Tuesday, February 4, 2014

scabbery

They said the pain was from some kind of infection, some kind of bacteria, when I get home I realize all my symptoms are those of tetanus booster aftermath, the lump under my arm, the soreness and the way my bone hurts.Googling one's diagnosis is generally a bad idea, though this time I wish I had. So I'm on some antibiotics, and they took some blood sample and my conclusions are less scary than they were even if I now feel like a grudging vaccination paranoiac because it really did freak me out how much it hurt. It's sore, but it's movable, nothing torn, I can still play guitar and do everything needing to be done, and spent last night curled up in blankets reading King Leopold's Ghost for class and marveling and the general creepery of humans.

I played music this morning.

 

2 comments:

  1. nothing like an undiagnosed illness to crank up the anxiety, hope things are subsiding a bit, hang in there the days are getting longer...

- - - - - - -

| Requirement |
In the blog post, what book was the writer reading for class?

- - - - - - -

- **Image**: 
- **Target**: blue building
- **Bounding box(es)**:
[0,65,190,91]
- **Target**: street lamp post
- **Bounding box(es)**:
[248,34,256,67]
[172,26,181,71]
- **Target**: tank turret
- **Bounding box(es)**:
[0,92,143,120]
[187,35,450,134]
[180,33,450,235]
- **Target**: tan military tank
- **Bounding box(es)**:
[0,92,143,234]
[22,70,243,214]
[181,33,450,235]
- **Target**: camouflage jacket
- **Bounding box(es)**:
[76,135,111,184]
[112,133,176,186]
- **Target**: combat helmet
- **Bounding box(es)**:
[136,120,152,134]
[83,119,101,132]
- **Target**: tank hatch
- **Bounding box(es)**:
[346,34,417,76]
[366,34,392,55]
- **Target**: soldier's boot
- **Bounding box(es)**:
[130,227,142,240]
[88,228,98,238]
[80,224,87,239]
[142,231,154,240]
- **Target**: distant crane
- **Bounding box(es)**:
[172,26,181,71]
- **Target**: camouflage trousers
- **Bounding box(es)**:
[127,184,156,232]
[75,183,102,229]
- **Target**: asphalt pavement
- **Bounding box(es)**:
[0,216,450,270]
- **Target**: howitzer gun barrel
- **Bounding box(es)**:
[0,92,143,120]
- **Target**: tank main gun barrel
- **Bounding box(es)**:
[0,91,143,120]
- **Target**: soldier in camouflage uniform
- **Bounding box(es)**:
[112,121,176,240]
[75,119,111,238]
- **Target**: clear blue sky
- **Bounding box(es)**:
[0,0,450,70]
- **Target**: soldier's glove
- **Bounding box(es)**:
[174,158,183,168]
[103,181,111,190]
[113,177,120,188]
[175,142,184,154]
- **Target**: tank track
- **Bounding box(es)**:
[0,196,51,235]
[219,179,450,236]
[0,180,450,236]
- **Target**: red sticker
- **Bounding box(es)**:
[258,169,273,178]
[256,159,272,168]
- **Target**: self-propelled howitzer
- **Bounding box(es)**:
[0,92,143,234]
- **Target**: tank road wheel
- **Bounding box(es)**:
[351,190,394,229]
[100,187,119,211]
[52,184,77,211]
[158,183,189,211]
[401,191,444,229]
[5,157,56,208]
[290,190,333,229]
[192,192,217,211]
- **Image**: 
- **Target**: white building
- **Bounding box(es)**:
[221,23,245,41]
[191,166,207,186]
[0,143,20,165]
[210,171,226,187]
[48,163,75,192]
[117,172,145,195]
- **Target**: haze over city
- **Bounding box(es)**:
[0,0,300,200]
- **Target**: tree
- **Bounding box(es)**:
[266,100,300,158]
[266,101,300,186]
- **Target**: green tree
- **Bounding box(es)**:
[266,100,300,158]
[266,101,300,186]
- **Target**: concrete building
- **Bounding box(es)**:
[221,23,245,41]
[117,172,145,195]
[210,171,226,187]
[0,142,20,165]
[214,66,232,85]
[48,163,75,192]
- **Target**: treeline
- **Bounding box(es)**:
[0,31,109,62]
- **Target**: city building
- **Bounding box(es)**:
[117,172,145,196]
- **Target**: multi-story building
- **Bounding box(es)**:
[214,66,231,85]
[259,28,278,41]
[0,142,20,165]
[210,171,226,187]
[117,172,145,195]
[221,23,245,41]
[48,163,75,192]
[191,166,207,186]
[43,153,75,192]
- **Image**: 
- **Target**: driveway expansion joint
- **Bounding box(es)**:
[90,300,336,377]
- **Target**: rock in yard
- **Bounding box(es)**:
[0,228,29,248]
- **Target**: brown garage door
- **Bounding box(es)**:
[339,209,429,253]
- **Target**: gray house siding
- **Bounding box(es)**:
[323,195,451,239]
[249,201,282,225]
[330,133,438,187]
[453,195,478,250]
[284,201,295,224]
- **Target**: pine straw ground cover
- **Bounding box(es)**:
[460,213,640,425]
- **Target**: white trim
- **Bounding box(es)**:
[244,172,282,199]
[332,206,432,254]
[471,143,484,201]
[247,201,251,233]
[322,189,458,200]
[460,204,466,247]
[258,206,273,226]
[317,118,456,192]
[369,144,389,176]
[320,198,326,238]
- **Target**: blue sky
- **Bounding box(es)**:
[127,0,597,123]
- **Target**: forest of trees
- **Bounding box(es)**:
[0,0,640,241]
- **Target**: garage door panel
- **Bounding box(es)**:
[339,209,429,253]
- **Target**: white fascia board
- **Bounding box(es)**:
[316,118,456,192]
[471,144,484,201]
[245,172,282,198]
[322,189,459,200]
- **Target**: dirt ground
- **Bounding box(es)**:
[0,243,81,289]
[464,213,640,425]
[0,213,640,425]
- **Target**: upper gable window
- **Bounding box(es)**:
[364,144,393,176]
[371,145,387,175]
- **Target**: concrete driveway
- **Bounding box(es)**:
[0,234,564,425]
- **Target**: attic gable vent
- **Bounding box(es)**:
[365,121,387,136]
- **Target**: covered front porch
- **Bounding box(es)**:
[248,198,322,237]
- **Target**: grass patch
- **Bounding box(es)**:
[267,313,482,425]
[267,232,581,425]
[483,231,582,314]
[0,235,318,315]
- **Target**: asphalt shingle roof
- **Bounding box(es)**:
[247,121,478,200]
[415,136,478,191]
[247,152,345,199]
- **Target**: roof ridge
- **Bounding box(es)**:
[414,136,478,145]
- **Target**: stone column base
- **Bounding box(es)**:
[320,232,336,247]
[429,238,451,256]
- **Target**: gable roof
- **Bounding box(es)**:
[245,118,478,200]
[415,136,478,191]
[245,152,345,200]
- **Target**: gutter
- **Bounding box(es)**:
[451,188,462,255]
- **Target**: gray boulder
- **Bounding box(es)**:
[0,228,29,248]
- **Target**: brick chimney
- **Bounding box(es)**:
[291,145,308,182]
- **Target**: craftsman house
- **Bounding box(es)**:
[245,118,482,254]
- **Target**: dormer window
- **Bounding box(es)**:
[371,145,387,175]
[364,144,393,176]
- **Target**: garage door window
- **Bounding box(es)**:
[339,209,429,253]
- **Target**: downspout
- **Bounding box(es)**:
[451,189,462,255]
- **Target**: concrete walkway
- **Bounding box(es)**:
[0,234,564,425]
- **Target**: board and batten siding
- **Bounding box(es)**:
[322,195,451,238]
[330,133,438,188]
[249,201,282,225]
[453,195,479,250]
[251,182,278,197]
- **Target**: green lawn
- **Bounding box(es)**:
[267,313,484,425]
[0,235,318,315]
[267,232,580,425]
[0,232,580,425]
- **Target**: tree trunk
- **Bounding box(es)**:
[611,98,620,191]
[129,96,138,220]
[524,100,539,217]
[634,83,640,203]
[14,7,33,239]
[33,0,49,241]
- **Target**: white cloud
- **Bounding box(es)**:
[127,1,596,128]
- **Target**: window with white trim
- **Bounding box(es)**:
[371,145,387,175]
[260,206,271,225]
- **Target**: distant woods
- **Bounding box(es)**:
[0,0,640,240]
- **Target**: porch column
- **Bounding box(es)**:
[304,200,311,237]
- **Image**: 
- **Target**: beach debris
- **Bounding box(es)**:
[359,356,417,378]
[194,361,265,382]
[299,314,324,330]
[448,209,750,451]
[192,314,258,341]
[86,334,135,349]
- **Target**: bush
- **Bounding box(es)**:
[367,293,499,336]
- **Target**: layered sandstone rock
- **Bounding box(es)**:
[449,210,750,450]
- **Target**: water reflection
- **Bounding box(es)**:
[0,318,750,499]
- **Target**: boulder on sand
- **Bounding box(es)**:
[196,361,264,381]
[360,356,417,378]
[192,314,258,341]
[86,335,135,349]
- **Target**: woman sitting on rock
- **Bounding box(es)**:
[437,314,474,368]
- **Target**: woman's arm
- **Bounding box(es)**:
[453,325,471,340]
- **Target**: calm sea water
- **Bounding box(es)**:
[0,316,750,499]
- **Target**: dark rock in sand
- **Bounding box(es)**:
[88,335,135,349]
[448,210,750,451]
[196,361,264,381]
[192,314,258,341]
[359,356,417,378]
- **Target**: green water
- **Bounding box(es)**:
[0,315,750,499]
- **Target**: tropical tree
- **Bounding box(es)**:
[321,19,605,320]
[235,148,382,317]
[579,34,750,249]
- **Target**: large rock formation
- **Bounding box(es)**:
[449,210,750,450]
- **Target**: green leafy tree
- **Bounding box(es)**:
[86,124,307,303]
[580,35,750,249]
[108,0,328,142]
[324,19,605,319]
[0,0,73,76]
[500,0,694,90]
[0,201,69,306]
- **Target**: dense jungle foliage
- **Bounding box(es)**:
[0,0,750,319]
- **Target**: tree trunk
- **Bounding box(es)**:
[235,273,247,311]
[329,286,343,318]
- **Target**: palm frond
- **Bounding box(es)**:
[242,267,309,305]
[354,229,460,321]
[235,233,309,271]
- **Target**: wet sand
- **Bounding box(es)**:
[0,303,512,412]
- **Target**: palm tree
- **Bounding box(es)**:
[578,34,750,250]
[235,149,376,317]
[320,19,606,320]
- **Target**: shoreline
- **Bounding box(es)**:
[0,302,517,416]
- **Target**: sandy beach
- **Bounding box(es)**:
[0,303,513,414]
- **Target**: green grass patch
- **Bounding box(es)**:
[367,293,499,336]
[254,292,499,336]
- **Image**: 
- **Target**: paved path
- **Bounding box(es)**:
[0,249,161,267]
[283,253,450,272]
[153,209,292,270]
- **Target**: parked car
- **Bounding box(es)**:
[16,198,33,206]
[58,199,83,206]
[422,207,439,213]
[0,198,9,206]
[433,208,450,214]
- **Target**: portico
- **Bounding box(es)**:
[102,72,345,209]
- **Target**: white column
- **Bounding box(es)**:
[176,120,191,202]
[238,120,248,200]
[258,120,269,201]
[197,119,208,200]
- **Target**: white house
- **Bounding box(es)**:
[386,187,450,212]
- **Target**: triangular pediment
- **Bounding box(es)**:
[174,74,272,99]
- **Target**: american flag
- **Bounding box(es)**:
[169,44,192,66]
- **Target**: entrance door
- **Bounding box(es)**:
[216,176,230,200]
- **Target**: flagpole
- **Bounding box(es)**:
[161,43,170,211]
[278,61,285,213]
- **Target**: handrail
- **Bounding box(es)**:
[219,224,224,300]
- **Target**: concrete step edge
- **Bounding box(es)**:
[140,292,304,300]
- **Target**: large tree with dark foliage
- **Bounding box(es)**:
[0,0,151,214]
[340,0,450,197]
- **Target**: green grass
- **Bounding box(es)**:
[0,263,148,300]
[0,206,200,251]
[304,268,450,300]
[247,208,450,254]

- - - - - - -

| Solution to this task |
King Leopold's Ghost